Reading text |

PHOENIX, Arizona -- I suppose I have that Sesame Street song in my head because I watched my friends Mark & Gail chase their two little boys all over the lawn at Maryvale Baseball Park this afternoon, and I mean ALL afternoon, as the Cubs beat the Brewers 13-6 in an ugly mess of a game in which the first two innings took nearly an hour (and the whole thing, three hours and twenty-one minutes, which meant fighting rush-hour traffic on the way home), and before it was over, Will Cunnane, who pitched for the Cubs in 2002, was announced as one of the Cubs' pitchers (he threw a scoreless inning).
I cannot find any references explaining when or how the Cubs picked up Cunnane. However, as first reported right here at Bleed Cubbie Blue on Sunday, the Cubs acquired LOOGY candidate Cliff Bartosh from the Cleveland Indians in exchange for Ronald Bay, a 22-year-old righty who was likely going to spend 2005 at Daytona.
With neither Will Ohman nor Stephen Randolph stepping up, Bartosh will no doubt get every opportunity to make the Opening Day roster. I'd expect to see him in a game just as soon as he arrives from Cleveland's spring camp in Florida.
It was indeed a sunny day today, a bit coolish (about 70 at game time, and usually at Maryvale they announce the temperatures in Milwaukee and the opponent's city, but I know it was in the 60's today in Milwaukee and Chicago, so they didn't bother doing this). I like Maryvale a lot; the park is airy and open, they have reasonably priced food at grill stands, and bring parts of Miller Park with them for the "flavor" of home, including the "Secret Stadium Sauce", a spicy barbeque sauce, and also the Racing Sausages, who did have the 6th-inning sausage race (I believe the Polish won, but I wasn't really paying that close attention).
Before the game there was a large crowd at a table just inside the entryway. Looking closer, I found that if you filled out a short survey on how you got to the game, you received one of four Brewer "mini-bobbleheads" that were leftovers from Miller Park giveaways last year.

Supplied records |
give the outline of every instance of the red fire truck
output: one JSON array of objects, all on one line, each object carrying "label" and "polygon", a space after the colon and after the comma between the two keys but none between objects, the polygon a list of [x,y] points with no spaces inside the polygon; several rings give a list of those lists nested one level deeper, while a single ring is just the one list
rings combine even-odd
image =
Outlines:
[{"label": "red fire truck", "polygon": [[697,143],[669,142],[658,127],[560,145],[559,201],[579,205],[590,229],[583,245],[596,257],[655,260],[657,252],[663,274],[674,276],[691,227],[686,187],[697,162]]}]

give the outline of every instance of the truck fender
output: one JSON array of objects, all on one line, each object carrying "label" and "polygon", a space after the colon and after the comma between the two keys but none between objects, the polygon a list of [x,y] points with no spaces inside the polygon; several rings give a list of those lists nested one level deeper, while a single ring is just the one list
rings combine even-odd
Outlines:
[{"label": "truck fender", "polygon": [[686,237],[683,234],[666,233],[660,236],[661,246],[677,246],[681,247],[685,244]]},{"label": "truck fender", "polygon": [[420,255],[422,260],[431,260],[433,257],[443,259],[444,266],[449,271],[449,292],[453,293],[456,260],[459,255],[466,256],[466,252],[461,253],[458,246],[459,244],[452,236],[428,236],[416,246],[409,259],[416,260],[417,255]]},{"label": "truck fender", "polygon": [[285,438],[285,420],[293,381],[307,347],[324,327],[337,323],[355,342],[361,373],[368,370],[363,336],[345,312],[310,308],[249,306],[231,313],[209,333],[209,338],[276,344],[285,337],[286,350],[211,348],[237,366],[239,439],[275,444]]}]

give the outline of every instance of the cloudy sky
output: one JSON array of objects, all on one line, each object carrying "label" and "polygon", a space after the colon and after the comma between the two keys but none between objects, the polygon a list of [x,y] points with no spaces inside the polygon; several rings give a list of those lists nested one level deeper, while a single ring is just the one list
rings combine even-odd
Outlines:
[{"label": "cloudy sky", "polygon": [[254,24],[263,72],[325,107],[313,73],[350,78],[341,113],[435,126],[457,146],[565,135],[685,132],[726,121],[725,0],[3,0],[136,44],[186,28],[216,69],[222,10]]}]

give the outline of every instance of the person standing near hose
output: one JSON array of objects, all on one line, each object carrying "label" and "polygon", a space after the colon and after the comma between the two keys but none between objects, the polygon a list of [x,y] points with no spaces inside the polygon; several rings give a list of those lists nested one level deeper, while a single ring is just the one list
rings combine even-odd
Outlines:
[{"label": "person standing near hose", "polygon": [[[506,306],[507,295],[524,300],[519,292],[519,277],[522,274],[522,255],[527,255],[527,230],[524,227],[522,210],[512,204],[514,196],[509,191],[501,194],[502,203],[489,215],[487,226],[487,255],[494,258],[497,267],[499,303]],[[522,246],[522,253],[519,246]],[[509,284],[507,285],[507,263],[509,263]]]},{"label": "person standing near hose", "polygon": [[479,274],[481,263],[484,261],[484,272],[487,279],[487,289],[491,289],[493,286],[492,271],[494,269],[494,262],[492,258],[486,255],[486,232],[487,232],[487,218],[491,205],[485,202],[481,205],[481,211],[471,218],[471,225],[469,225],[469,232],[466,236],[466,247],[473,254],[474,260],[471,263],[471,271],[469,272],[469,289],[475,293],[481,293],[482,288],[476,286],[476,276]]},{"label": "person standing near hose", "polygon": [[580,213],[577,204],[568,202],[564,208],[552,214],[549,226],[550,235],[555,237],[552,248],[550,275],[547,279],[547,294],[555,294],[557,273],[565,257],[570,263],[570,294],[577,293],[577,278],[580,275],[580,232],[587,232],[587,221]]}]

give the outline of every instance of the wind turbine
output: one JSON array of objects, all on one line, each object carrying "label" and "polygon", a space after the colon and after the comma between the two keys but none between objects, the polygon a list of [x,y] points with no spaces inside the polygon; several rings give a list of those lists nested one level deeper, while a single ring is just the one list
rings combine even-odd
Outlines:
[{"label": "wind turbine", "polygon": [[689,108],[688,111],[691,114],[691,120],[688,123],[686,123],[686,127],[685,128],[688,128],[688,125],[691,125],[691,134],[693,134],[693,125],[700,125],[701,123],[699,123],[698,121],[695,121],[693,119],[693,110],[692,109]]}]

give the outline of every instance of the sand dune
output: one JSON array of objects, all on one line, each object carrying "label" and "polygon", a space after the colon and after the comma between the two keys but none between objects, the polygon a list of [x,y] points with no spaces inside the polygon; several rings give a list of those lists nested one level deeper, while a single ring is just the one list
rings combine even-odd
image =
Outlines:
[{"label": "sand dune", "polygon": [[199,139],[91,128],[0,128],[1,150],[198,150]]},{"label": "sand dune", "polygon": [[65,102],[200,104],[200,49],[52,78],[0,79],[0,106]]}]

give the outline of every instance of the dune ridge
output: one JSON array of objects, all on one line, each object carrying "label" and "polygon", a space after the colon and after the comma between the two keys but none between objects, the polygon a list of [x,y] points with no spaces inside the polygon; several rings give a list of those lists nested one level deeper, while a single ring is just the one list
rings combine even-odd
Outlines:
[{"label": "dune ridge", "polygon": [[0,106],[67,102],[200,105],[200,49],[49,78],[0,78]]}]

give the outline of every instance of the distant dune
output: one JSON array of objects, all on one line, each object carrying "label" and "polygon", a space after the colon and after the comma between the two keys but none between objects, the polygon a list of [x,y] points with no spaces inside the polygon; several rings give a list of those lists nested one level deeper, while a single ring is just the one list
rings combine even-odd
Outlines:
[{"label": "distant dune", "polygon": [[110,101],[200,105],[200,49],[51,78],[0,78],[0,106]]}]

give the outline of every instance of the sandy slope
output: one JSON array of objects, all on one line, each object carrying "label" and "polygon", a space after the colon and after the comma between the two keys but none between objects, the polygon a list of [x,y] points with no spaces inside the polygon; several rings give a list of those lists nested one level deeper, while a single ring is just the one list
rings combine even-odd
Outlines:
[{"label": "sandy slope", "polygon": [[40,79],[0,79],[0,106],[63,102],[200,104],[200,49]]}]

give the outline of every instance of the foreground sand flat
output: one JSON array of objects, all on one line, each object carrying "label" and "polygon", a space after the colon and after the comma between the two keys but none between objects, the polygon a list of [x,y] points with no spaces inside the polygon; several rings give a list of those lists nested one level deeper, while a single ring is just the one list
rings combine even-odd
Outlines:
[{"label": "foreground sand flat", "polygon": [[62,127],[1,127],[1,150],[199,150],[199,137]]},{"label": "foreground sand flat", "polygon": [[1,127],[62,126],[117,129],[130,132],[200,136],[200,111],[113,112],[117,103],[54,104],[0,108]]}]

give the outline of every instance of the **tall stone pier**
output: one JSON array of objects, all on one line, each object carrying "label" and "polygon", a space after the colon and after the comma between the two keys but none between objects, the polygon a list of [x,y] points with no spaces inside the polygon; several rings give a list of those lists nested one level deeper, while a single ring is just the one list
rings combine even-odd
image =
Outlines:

Short problem 1 | Condense the paragraph of the baseball blog post that begins "It was indeed a sunny day today" into a bulleted list that keeps its main facts.
Short problem 2 | Using the baseball blog post, explain in one to three sentences why Cliff Bartosh will get every opportunity to make the Opening Day roster.
Short problem 3 | Carry on the baseball blog post from its final sentence, keeping the same voice.
The records are material separate from the baseball blog post.

Right answer 1 |
- The day was sunny and a bit cool, about 70 degrees at game time.
- Maryvale usually announces the temperatures in Milwaukee and the opponent's city, but it skipped this because both Milwaukee and Chicago were in the 60s.
- The writer likes Maryvale a lot because the park is airy and open and has reasonably priced food at grill stands.
- The park brings touches of Miller Park for a feel of home, including the "Secret Stadium Sauce," a spicy barbecue sauce, and the Racing Sausages.
- The Racing Sausages held the 6th-inning sausage race, and the writer believes the Polish won.

Right answer 2 | Neither Will Ohman nor Stephen Randolph has stepped up. That leaves an opening for Bartosh, whom the Cubs acquired from Cleveland as a LOOGY candidate.

Right answer 3 |
So, for about two minutes of my time, I am now the proud owner of a very cute mini-Ben Sheets bobblehead, which will be set up right next to my Moises Alou "Celebriduck" and my Kyle Farnsworth bobblehead. Kyle's head kind of bobbled naturally, so he's a perfect bobblehead subject.
In addition to the somewhat cool temperatures and a gorgeous blue sky, it was quite breezy today -- we had to weight down the blankets with all kinds of bags, shoes, etc. -- and you'd think that would have helped the offense.
The Cub offense didn't need the wind; Brewer pitchers obliged. Take heart, Cubs fans -- I have found a bullpen worse than ours. Today, as noted in the gameday thread, the Brewers trotted out six relief pitchers. Only Mike Adams, one of their regular setup guys, was unscored-upon, throwing a shutout ninth against mostly minor leaguers, though he got Jason Dubois looking on one of those pitches you suspect umpires call because they're tired of being out there in blowout games.
Otherwise Cub hitters had eighteen hits and NINE walks today, and the two biggest blows were a three-run rocket by Derrek Lee that nearly left the premises entirely -- probably over 450 feet -- and in his next at-bat Lee sent a shot our way in right-center that hit the very top of the wall, nearly another three-run bomb; he settled for a two-run double and 5 RBI on the day. The Cubs' six runs in the second were all unearned following a Lyle Overbay error.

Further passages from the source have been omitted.